:: Written problem a ::
According to the news article below, how many coal workers across Pennsylvania did Reuters interview?

:: Extract ::
++++

By Dane Rhys and Timothy Gardner
HEGINS, Pa (Reuters) – Rick Bender, who owns a coal processing plant in Hegins, Pennsylvania, voted for Republican Donald Trump in 2016, in part because of his promise to revive the industry from a decade-long decline.
The revival never came. Bender says he is struggling to keep workers employed at the plant in eastern Pennsylvania because coal prices are so low. Still, he plans to vote for Trump again come November. He says the president’s Democratic challenger Joe Biden is too focused on fighting climate change.
“We feel if Trump doesn’t get elected, the coal business is done,” said Bender, 61.
Bender represents a dynamic that could complicate Democratic efforts to win back battleground states like Pennsylvania in the 2020 fight for the White House. Instead of punishing Trump for failing to deliver the coal renaissance he promised, many voters with ties to blue-collar industries continue to support him.
Reuters interviewed 26 coal workers across Pennsylvania and found that all but one plans to back Trump on Nov. 3. While many cited faults with the president, whose incendiary style turns some off, they fear Biden’s clean-energy plan would hasten coal’s decline, and that the new green jobs wouldn’t come quickly enough to keep their families financially secure. An experienced miner can expect to earn as much as $100,000 annually including overtime, according to the U.S. Bureau of Labor Statistics.
“There really is a very big human cost of just turning the light switch off,” on coal, said Jarrod Gieniec, 40, a miner at Silver Creek in eastern Pennsylvania’s Schuylkill County.
Recent polls show Biden ahead in Pennsylvania, helped by his strength in Philadelphia and surrounding suburbs. A Reuters/Ipsos poll from last week showed the former vice president with a narrow 3 percentage-point lead in the state, while a Washington Post-ABC News poll released Sept. 29 shows Biden with a 9 percentage-point advantage there among likely voters.
But many rural and blue-collar areas remain devoted to Trump. In Schuylkill County, for example, Republican voter registrations have surged on his watch. Republicans there held a slim 5,600-voter advantage over registered Democrats in 2016, an edge that now exceeds 17,000 voters, according to Pennsylvania voter data.
The fortunes of the coal industry have not fared as well. U.S. production peaked in 2008 at 1.2 billion tons, and it has mostly fallen since as U.S. utilities have embraced cheaper – and cleaner – natural gas. Since 2010, 252 U.S. coal-fired power plants have shut, 66 since Trump’s inauguration, according to the Sierra Club environmental group.
U.S. coal production last year sank to 706 million tons, the lowest level since 1978, when a strike crippled output. Industry employment has plummeted more than 40% since 2008 to around 46,500 workers currently.

++++

:: Written problem b ::
Gather every line in the listing that contains the string "wood".

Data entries
++++

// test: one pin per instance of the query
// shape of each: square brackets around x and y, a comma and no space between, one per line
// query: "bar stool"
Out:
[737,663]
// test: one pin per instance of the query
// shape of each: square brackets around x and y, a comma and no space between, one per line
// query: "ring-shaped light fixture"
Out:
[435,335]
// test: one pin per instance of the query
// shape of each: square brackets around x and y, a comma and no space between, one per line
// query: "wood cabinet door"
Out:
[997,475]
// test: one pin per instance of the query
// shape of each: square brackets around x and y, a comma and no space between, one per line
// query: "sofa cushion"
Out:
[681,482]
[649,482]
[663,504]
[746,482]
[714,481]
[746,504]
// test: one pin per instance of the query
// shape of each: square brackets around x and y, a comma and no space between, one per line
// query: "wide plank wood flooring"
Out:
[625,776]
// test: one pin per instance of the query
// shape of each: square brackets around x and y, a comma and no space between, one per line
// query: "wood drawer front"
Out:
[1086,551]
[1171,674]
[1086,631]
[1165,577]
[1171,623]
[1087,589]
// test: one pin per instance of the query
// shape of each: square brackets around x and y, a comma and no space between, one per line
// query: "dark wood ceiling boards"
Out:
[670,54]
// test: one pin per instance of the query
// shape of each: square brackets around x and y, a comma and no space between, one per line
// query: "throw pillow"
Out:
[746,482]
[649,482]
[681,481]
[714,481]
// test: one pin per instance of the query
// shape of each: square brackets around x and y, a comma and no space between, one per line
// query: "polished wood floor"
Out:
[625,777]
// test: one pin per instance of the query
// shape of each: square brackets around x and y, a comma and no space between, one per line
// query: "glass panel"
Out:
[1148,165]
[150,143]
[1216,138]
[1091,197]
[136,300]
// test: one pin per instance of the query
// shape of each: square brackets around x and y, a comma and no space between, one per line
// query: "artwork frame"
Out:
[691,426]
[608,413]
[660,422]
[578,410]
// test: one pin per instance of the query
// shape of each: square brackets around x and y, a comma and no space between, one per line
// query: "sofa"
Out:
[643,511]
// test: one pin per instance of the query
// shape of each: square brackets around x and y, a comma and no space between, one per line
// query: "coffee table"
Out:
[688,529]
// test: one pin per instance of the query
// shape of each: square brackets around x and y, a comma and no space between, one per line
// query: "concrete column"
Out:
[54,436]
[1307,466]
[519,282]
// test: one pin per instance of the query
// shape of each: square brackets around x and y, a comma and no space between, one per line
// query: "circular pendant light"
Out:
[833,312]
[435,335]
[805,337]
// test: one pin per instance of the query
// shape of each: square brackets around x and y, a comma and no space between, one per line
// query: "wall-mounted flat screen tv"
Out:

++++

:: Task solution a ::
26

:: Task solution b ::
// query: "wood cabinet door"
// query: "wide plank wood flooring"
// query: "wood drawer front"
// query: "dark wood ceiling boards"
// query: "polished wood floor"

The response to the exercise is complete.